### Text
=-=-=-=-=

Tuesday, December 4, 2012

Erewhonsville, man


English novelist Samuel Butler was born on this day in 1835.

In his utopian novel Erewhon, Butler has his narrator describe the Erewhonians' attitude toward death.

"The Erewhonians regard death with less abhorrence than disease. They insist that the greater number of those who are commonly said to die, have never yet been born--not, at least, into that unseen world which is alone worthy of consideration.

"As for what we call death, they argue that too much has been made of it. The mere knowledge that we shall one day die does not make us very unhappy; no one thinks that he or she will escape, so that none are disappointed. We do not care greatly even though we know that we have not long to live; the only thing that would seriously affect us would be the knowing--or rather thinking that we know-- the precise moment at which the blow will fall. Happily no one can ever certainly know this, though many try to make themselves miserable by endeavouring to find it out.

"The Erewhonians…hold that death, like life, is an affair of being more frightened than hurt.

"They do not put up monuments, nor write epitaphs, but they have a custom which comes to much the same thing, for the instinct of preserving the name alive after the death of the body seems to be common to all mankind. They have statues of themselves made while they are still alive (those, that is, who can afford it), and write inscriptions under them, which are often quite as untruthful as are our own epitaphs--only in another way. For they do not hesitate to describe themselves as victims to ill temper, jealousy, covetousness, and the like, but almost always lay claim to personal beauty, whether they have it or not, and, often, to the possession of a large sum in the funded debt of the country.

=-=-=-=-=

(Dataset entries)
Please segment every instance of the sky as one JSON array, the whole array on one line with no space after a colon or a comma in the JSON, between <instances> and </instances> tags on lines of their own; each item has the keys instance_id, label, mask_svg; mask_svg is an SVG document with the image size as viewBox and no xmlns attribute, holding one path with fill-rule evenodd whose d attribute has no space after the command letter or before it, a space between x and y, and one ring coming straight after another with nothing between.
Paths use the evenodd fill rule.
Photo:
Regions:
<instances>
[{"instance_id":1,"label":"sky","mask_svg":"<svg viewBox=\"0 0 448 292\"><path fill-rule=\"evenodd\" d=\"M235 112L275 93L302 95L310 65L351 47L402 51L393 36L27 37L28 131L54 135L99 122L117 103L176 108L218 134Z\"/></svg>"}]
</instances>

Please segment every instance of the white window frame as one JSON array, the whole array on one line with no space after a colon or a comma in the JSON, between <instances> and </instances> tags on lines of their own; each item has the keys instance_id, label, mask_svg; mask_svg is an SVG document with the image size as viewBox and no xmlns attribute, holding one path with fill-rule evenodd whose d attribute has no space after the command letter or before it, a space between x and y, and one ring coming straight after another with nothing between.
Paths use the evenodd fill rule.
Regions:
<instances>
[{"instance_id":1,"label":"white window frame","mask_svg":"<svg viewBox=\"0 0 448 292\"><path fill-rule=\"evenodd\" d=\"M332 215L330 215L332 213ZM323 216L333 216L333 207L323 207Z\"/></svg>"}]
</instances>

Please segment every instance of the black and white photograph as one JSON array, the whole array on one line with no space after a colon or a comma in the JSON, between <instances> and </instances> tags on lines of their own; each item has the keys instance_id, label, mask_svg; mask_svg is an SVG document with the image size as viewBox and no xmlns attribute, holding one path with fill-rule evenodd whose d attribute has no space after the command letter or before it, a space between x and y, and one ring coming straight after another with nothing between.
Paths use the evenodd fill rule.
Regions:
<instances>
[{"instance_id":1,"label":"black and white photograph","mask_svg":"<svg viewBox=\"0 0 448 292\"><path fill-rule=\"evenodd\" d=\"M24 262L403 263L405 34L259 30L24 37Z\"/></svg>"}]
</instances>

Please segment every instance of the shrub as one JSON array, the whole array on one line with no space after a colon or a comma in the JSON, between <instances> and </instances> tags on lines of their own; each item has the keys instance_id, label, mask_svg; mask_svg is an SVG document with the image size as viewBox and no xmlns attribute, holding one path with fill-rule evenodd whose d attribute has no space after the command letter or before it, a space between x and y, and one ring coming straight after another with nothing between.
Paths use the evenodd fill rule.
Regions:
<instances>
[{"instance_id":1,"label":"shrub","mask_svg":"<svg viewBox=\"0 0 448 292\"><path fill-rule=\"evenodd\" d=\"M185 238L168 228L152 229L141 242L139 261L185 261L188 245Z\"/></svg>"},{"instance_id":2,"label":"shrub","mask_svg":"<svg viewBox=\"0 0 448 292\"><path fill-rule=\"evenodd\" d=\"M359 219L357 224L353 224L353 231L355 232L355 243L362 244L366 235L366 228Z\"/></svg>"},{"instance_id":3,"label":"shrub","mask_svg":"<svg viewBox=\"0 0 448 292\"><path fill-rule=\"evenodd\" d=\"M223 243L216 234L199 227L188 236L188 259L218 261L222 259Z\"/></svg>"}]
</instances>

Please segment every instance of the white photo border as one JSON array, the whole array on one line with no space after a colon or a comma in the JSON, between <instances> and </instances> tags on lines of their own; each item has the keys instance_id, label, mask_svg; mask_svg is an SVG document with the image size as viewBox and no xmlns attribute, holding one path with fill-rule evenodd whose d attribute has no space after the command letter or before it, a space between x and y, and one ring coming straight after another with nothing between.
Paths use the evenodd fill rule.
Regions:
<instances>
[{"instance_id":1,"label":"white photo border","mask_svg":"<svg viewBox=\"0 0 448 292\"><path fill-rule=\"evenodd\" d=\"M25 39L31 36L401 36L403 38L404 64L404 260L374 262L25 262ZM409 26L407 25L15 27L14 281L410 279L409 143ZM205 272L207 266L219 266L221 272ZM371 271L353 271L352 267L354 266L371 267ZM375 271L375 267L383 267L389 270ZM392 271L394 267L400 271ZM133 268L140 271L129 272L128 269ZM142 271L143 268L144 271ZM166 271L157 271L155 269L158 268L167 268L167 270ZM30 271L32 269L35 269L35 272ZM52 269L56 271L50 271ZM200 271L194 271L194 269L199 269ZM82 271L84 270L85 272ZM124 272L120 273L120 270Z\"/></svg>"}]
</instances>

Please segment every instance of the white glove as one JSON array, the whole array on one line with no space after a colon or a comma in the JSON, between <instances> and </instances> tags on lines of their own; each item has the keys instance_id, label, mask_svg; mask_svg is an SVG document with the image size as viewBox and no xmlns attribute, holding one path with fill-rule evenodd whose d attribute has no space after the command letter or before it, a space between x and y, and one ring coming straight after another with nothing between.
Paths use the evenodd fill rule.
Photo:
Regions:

=-=-=-=-=

### Assigned task A
Reproduce the passage on Butler's Erewhon word for word, between "English novelist Samuel" and "attitude toward death.", inclusive.
### Assigned task B
Carry the Erewhon passage forward, picking up after its final sentence about the statue inscriptions.
The items were drawn from a separate source and are unrelated to the text on Samuel Butler.

### Exercise response A
English novelist Samuel Butler was born on this day in 1835.

In his utopian novel Erewhon, Butler has his narrator describe the Erewhonians' attitude toward death.

### Exercise response B
"If a person is ugly he does not sit as a model for his own statue, although it bears his name. He gets the handsomest of his friends to sit for him, and one of the ways of paying a compliment to another is to ask him to sit for such a statue. Women generally sit for their own statues, from a natural disinclination to admit the superior beauty of a friend, but they expect to be idealised.

"When any one dies, the friends of the family write no letters of condolence, neither do they attend the scattering, nor wear mourning, but they send little boxes filled with artificial tears, and with the name of the sender painted neatly upon the outside of the lid. The tears vary in number from two to fifteen or sixteen, according to degree of intimacy or relationship; and people sometimes find it a nice point of etiquette to know the exact number they ought to send.

"Strange as it may appear, this attention is highly valued, and its omission by those from whom it might be expected is keenly felt. These tears were formerly stuck with adhesive plaster to the cheeks of the bereaved, and were worn in public for a few months after the death of a relative; they were then banished to the hat or bonnet, and are now no longer worn."